Testo di studio »
Secondo quanto previsto dal comma 1 dell’articolo 9 della Legge n. 175 del 2021, con accordo da stipulare in sede di Conferenza permanente per i rapporti tra lo Stato, le Regioni e le Province Autonome, sentiti il Comitato e il Centro nazionale per le malattie rare, è approvato, ogni tre anni, il Piano Nazionale per le Malattie Rare, con il quale sono definiti gli obiettivi e gli interventi pertinenti nel settore delle malattie rare. Lo scorso 10 luglio, la Direzione Generale della Programmazione del Ministero della Salute ha provveduto e presentato l’aggiornamento del Piano Nazionale delle Malattie Rare (PNMR) 2022-2024. Il precedente era ormai scaduto nel 2016. Questo secondo Piano, a contrario del precedente, è dotato di un finanziamento specifico pari a 50 milioni di euro: 25 milioni per il 2023 e i restanti 25 per il 2024.
Il PNMR rappresenta uno strumento di programmazione e pianificazione centrale, valido per i prossimi tre anni; una cornice comune degli obiettivi istituzionali da implementare, contenente una serie di indicazioni per l’attuazione e l’implementazione dei Livelli Essenziali di Assistenza.

Consegna A »
Modifica il testo sul Piano Nazionale per le Malattie Rare in tutto ciò che va da "Secondo quanto previsto" fino a "per il 2024.", sostituendo "ogni tre anni" con "ogni due anni".
Consegna B »
Scrivi il seguito del testo sul Piano Nazionale per le Malattie Rare, partendo subito dopo la sua ultima frase.

(Dati sulle espressioni referenziali)
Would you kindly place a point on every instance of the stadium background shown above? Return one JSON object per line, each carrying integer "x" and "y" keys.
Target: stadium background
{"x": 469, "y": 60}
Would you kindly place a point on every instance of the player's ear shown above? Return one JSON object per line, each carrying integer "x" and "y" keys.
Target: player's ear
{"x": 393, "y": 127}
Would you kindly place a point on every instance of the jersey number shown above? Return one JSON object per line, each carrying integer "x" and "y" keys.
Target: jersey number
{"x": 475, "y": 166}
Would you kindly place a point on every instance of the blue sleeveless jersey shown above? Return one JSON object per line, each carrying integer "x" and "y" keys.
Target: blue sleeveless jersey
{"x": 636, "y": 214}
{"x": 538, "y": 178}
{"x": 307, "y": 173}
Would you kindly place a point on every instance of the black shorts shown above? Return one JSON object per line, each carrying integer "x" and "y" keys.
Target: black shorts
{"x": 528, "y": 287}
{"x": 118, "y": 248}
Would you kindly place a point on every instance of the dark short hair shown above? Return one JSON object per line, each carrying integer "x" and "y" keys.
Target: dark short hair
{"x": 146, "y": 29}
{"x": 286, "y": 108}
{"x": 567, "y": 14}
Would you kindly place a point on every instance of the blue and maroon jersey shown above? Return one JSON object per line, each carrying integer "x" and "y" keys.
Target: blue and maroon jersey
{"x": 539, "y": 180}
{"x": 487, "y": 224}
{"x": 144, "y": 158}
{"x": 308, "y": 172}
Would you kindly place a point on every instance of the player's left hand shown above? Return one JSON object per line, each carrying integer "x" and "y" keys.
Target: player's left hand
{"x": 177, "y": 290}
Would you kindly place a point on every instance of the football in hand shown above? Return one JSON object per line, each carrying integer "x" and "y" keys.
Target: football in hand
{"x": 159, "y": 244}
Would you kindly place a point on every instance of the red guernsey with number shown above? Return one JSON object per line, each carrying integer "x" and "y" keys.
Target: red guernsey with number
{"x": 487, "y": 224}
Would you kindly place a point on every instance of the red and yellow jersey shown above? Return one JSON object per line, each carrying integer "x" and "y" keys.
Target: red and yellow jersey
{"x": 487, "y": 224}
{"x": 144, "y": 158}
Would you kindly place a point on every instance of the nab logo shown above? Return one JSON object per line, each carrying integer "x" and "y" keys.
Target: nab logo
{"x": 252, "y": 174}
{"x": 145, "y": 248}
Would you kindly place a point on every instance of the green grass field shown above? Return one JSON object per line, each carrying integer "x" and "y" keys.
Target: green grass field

Risultato A »
Secondo quanto previsto dal comma 1 dell’articolo 9 della Legge n. 175 del 2021, con accordo da stipulare in sede di Conferenza permanente per i rapporti tra lo Stato, le Regioni e le Province Autonome, sentiti il Comitato e il Centro nazionale per le malattie rare, è approvato, ogni due anni, il Piano Nazionale per le Malattie Rare, con il quale sono definiti gli obiettivi e gli interventi pertinenti nel settore delle malattie rare. Lo scorso 10 luglio, la Direzione Generale della Programmazione del Ministero della Salute ha provveduto e presentato l’aggiornamento del Piano Nazionale delle Malattie Rare (PNMR) 2022-2024. Il precedente era ormai scaduto nel 2016. Questo secondo Piano, a contrario del precedente, è dotato di un finanziamento specifico pari a 50 milioni di euro: 25 milioni per il 2023 e i restanti 25 per il 2024.

Risultato B »
Nel VII Rapporto Annuale di OSSFOR è stato pubblicato un approfondimento di Fortunato Nicoletti, Vicepresidente di Nessuno è escluso ODV aderente al Tavolo Tecnico dell’Alleanza Malattie Rare – AMR, che ha approfondito la lettura del Piano e analizzato quali sono i punti di forza dello stesso e quali invece non solo le criticità e le debolezze, ma anche le questioni ancora aperte, come per esempio la totale integrazione dei servizi sanitari, psicosociali e socioassistenziali.
Le prime due cose che in assoluto possiamo sottolineare sono:
- la mancanza di decreti attuativi;
- la terminologia usata in tutto il PNMR basata sui termini: assicurare, implementare, promuovere, migliorare, organizzare, prevedere, monitorare e altri, che destano una certa preoccupazione in quanto sia le azioni che gli strumenti ad oggi non permettono di intravedere quali iniziative di adeguata concretezza possano essere messe in campo per migliorare la vita delle persone.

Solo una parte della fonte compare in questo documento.